*Excerpt*:
^^^^
I genuinely think Fury (non X) is air cooled on slower clocks because it thermally will struggle.
I concur. AMD's GPUs have about the same power requirement as Nvidia's, but have over the last few generations had greater issues with thermal dissipation (maybe the higher transistor density?). The ideal situation would be (aside from TEC) a heatsink fed directly to vapour chamber, with the HBM stacks cooled by fan air and ramsinks, but I think the HBM stacks proximity to the GPU make that a tricky assembly job as well as adding some unwelcome (for the vendors) added expense working in machining tolerances.
I really don't think there is any headroom for air cooling and even then, the water cooling isn't allowing higher clocks. It could be a HBM integration issue with heat affecting perf? Who knows.
A bad IC on a GDDR5 card means the RMA involves removal and replacing. RMA of a Fury X means the whole package probably gets binned and the GPU salvaged for assembly into another interposer package by Amkor. Warranty returns mean bad PR in general, but the physical cost on a small volume halo product card like the Fury X could also be prohibitive.
But isn't that more as a built-in of Nvidia Gameworks; ShadowWorks? Honestly, I personally find Very High looks very... un-natural.
^^^^
*Material provided*:
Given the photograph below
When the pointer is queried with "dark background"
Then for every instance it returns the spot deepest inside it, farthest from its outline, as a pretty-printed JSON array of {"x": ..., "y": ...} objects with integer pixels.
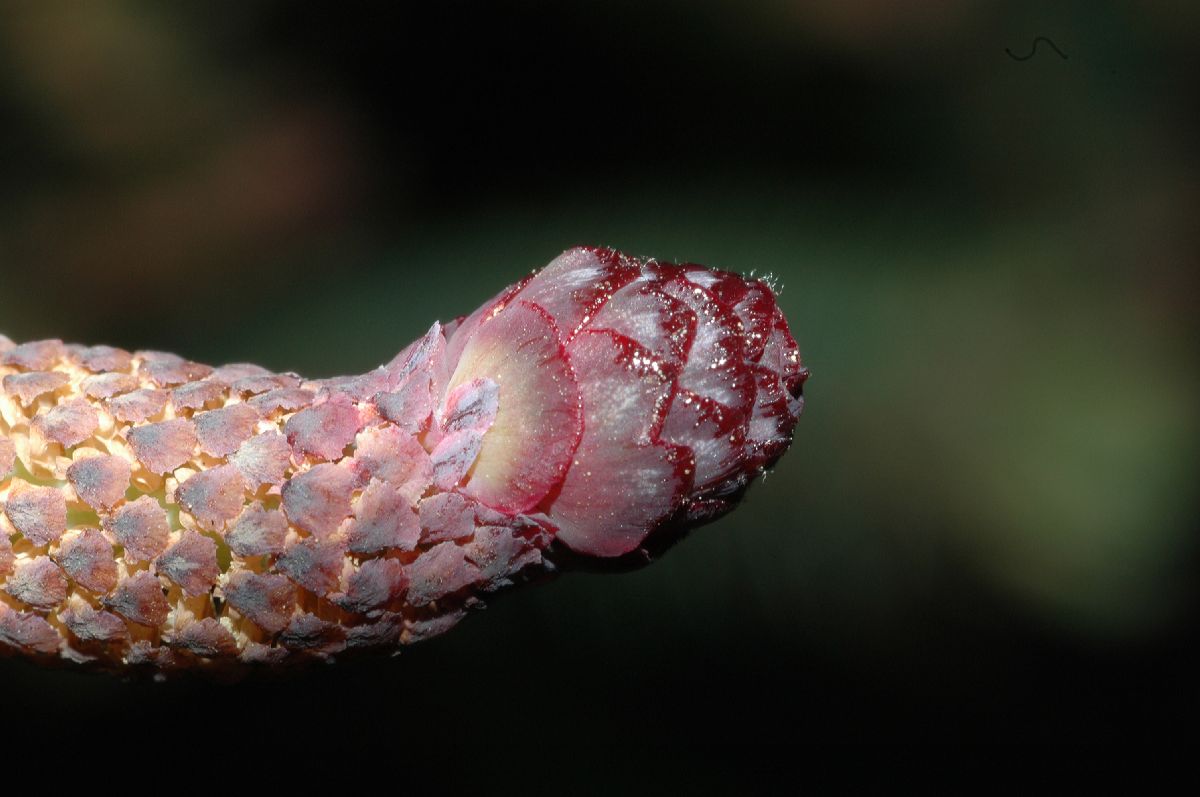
[{"x": 987, "y": 526}]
^^^^
*Aim*:
Answer these from the excerpt on GPU cooling:
(a) What does it say AMD's GPUs have had greater issues with over the last few generations?
(b) Which company does it name for assembling a salvaged GPU into another interposer package?
(c) What does it say the RMA involves when a GDDR5 card has a bad IC?

*Output*:
(a) Thermal dissipation.
(b) Amkor.
(c) Removal and replacing.